(Records from a data collection)
+ + + + + + +

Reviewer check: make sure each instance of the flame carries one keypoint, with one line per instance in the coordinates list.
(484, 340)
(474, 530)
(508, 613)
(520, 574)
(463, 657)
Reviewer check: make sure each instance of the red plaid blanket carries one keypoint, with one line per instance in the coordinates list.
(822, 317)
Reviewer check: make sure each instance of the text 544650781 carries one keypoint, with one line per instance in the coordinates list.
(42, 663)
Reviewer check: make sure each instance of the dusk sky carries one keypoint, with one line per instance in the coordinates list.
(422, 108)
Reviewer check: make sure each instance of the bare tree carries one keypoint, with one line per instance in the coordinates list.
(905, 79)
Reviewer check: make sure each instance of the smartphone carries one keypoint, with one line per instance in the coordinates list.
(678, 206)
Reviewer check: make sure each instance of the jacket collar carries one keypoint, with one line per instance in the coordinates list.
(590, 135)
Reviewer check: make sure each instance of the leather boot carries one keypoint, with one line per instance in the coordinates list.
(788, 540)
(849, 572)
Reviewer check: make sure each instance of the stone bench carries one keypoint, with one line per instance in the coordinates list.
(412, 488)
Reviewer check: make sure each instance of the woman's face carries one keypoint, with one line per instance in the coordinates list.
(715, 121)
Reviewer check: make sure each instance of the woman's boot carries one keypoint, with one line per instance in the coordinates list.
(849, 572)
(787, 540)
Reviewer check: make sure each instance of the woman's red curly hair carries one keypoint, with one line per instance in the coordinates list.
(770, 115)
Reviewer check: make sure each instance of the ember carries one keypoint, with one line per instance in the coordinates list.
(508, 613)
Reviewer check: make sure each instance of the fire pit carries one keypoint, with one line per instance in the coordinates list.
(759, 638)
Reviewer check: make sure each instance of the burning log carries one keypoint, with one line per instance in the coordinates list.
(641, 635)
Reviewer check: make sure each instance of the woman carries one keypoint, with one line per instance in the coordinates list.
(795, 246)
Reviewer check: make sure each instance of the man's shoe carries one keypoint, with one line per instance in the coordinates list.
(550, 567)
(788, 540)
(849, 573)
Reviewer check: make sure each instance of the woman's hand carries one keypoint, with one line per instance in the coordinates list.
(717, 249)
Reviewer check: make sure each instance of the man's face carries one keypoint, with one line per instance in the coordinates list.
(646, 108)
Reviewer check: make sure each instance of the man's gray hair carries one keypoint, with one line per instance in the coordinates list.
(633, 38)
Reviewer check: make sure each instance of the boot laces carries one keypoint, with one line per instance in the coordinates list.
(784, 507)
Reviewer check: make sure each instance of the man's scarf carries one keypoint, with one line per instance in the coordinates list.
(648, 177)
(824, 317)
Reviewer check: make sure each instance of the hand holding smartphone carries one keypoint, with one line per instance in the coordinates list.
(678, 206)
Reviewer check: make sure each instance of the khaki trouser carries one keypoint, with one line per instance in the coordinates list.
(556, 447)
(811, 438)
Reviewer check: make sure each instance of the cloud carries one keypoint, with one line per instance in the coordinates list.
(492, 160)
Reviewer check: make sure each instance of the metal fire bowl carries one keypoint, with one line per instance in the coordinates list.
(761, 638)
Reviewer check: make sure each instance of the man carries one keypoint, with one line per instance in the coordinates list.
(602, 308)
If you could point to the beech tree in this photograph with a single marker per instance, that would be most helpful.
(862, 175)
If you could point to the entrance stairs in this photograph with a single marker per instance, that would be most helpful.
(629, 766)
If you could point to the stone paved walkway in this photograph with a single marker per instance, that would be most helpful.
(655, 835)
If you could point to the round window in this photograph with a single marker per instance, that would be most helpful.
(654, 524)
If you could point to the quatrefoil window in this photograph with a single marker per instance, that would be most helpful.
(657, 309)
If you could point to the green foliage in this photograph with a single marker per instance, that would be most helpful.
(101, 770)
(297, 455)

+ + + + + + +

▶ **WHAT IS REQUIRED**
Provide a faithful, complete copy of the entries above.

▶ **SOLUTION FOR THIS PROBLEM**
Reviewer check: make sure each instance of the flame carries one keypoint, with one line per instance in the coordinates list.
(484, 340)
(474, 530)
(508, 613)
(520, 574)
(463, 657)
Reviewer check: make sure each instance of the red plaid blanket carries one keypoint, with one line per instance in the coordinates list.
(822, 317)
Reviewer check: make sure each instance of the text 544650781 carries one keypoint, with one line per instance in the coordinates list.
(42, 663)
Reviewer check: make sure each instance of the dusk sky carries one keypoint, with one line per instance in the coordinates list.
(422, 108)
Reviewer check: make sure each instance of the bare tree carries one keypoint, with one line per instance in the coordinates list.
(905, 79)
Reviewer check: make sure each instance of the smartphone carries one keypoint, with one line per instance in the coordinates list.
(678, 206)
Reviewer check: make sure each instance of the jacket collar carries one keypoint, with one line per instance in the coordinates list.
(590, 135)
Reviewer check: make sure each instance of the leather boot carries one keypoint, with one line per instance in the coordinates list.
(788, 540)
(849, 572)
Reviewer check: make sure each instance of the stone bench carries one keypoint, with one line per instance in the coordinates list.
(412, 488)
Reviewer check: make sure each instance of the woman's face carries one keypoint, with one line per instance in the coordinates list.
(715, 121)
Reviewer check: make sure each instance of the woman's boot carries one keypoint, with one line per instance in the coordinates list.
(849, 572)
(787, 540)
Reviewer check: make sure each instance of the woman's red curly hair carries one keypoint, with one line per instance in the coordinates list.
(770, 115)
Reviewer check: make sure each instance of the ember carries one keypoint, with one line per instance in the coordinates list.
(508, 613)
Reviewer check: make sure each instance of the fire pit carries one keypoint, with one line per instance in the coordinates list.
(759, 638)
Reviewer check: make sure each instance of the burning log carries one keypoint, with one line per instance in the coordinates list.
(641, 635)
Reviewer check: make sure each instance of the woman carries one keypoint, with one line per instance in the coordinates list.
(795, 246)
Reviewer check: make sure each instance of the man's shoe carries one keypoint, with one line per instance in the coordinates list.
(550, 567)
(788, 540)
(849, 573)
Reviewer check: make sure each instance of the woman's hand carries one keypoint, with one line per instance in the coordinates list.
(717, 249)
Reviewer check: make sure each instance of the man's face carries one keypoint, with one line per instance in the coordinates list.
(646, 108)
Reviewer check: make sure each instance of the man's gray hair carries one keypoint, with one line per instance in the coordinates list.
(633, 38)
Reviewer check: make sure each instance of the boot laces carries one keypoint, with one line per instance in the coordinates list.
(784, 507)
Reviewer check: make sure each instance of the man's scarf carries one keypoint, with one line per instance in the coordinates list.
(648, 177)
(824, 317)
Reviewer check: make sure each instance of the hand holding smartphone carries one keypoint, with one line per instance in the coordinates list.
(678, 206)
Reviewer check: make sure each instance of the khaki trouser carries one keypoint, with one line per instance in the coordinates list.
(556, 447)
(811, 438)
Reviewer check: make sure each instance of the cloud carries one keypoint, with one line per instance in the coordinates list.
(492, 160)
Reviewer check: make sure each instance of the metal fire bowl carries one keypoint, with one line per instance in the coordinates list.
(761, 638)
Reviewer check: make sure each instance of the man carries one keypoint, with one line per instance in the coordinates list.
(602, 308)
If you could point to the beech tree in this photograph with a single marker per instance, that would be most helpful.
(862, 175)
If you could point to the entrance stairs in this photograph with a single marker per instance, that would be most helpful.
(629, 766)
If you could point to the stone paved walkway in this photograph with a single marker per instance, that would be most helpful.
(655, 835)
If you could point to the round window in this photograph with a single marker per instance, that would be most helpful.
(654, 524)
If you could point to the quatrefoil window in this photograph with a single marker per instance, that would be most helpful.
(657, 309)
If you could point to the green foliage in this photograph with a single marker per instance, that would be most helpful.
(101, 770)
(297, 455)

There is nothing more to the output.